### Extrait
Sur ce, Hannibal Lecter toujours sur nos talons, dans l’obscurité de la nuit tombante et sous une pluie battante, nous découvrons notre camping-car (acheté sur internet à des voyageurs français). Un monstre américain de 9 mètres de long, vieux de 25 ans. La déco intérieure, pure jus années 60, avec meubles en bois massif, banquettes défoncées en vieux velours vert, tapisserie à fleurs, formica et stores déglingués, fait plus penser à un squat qu’à un véhicule de voyage. A ce moment là, j’hésite entre me pendre ou me jeter dans les bras d’Hannibal Lecter.

 

Ce dernier n’en démord pas : comme le véhicule n’est pas encore à notre nom, nous ne pouvons pas quitter son camping car la police nous le confisquera au premier contrôle (au bout de la rue). Comme le camping est situé en rase campagne, loin de tout (pas une tienda à l’horizon), le mec jubile : nous dépendons de lui pour tout et sommes ses otages, de facto. Or, nous n’avons rien pour manger. Pas de souci, Hannibal propose son menu de base à prix d’étoilé. Si nous souhaitons aller faire des courses sans le camping-car (qui va être confisqué, vous avez suivi), il nous louera sa voiture 80 dollars les 3 heures (une Kia pas une Porsche) , car les taxis ne viennent pas dans cette zone, ni les UBER.

 

Nous nous couchons harassés et dépités.

### Enregistrements extraits
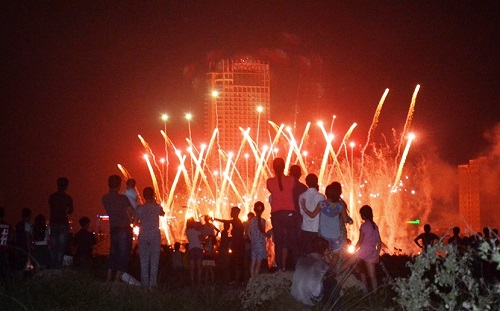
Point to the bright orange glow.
(350, 249)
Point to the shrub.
(447, 282)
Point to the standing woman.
(332, 223)
(369, 245)
(282, 213)
(147, 216)
(258, 239)
(41, 252)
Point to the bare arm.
(360, 240)
(343, 214)
(309, 213)
(416, 241)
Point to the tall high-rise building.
(469, 193)
(238, 97)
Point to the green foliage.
(445, 282)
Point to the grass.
(69, 289)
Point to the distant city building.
(478, 195)
(238, 97)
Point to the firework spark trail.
(225, 176)
(300, 158)
(331, 124)
(345, 139)
(328, 139)
(409, 118)
(153, 176)
(150, 152)
(372, 128)
(293, 146)
(199, 176)
(124, 171)
(402, 162)
(380, 177)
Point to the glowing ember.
(209, 180)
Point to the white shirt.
(310, 199)
(132, 196)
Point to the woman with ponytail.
(282, 214)
(369, 245)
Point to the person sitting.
(312, 280)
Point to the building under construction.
(238, 97)
(478, 195)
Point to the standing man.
(309, 201)
(61, 205)
(298, 189)
(120, 214)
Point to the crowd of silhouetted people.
(306, 234)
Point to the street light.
(189, 116)
(259, 111)
(304, 153)
(352, 144)
(164, 117)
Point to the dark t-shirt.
(5, 235)
(61, 204)
(116, 206)
(84, 240)
(427, 239)
(298, 189)
(237, 233)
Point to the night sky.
(81, 79)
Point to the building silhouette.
(238, 97)
(478, 194)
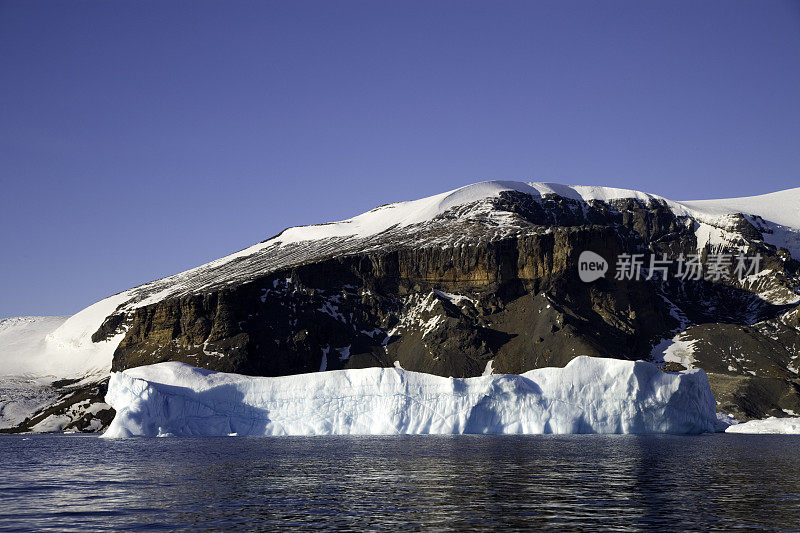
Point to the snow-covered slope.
(589, 395)
(58, 347)
(712, 218)
(35, 352)
(768, 425)
(779, 211)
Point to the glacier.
(589, 395)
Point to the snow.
(713, 221)
(782, 207)
(779, 210)
(768, 425)
(589, 395)
(36, 351)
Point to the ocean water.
(620, 482)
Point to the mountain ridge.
(371, 286)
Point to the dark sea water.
(585, 482)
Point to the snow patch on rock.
(768, 425)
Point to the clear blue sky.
(139, 139)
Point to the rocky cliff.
(485, 279)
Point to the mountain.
(476, 280)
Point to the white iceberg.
(589, 395)
(786, 426)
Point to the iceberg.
(589, 395)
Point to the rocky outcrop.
(464, 293)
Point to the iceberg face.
(589, 395)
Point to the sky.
(140, 139)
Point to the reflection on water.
(423, 482)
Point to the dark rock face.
(450, 297)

### Actions à mener
1. D'après l'extrait, à quel prix Hannibal propose-t-il de louer sa voiture ?
2. Décalez de 96 chaque coordonnée des réponses dans les enregistrements, de la ligne qui contient « Point to the snow-covered slope. » jusqu'à la fin des enregistrements, ces deux bornes comprises. Réécrivez toutes ces lignes et uniquement celles-ci, y compris celles qui n'ont pas de coordonnées.

### Solutions dans l'ordre
1. 80 dollars les 3 heures.

2.
Point to the snow-covered slope.
(685, 491)
(154, 443)
(808, 314)
(131, 448)
(864, 521)
(875, 307)
Point to the glacier.
(685, 491)
Point to the snow.
(809, 317)
(878, 303)
(875, 306)
(864, 521)
(685, 491)
(132, 447)
Point to the ocean water.
(716, 578)
Point to the mountain ridge.
(467, 382)
Point to the dark sea water.
(681, 578)
Point to the snow patch on rock.
(864, 521)
Point to the clear blue sky.
(235, 235)
Point to the rocky cliff.
(581, 375)
Point to the mountain.
(572, 376)
Point to the white iceberg.
(685, 491)
(882, 522)
Point to the iceberg.
(685, 491)
Point to the rocky outcrop.
(560, 389)
Point to the iceberg face.
(685, 491)
Point to the sky.
(236, 235)
Point to the reflection on water.
(519, 578)
Point to the dark rock face.
(546, 393)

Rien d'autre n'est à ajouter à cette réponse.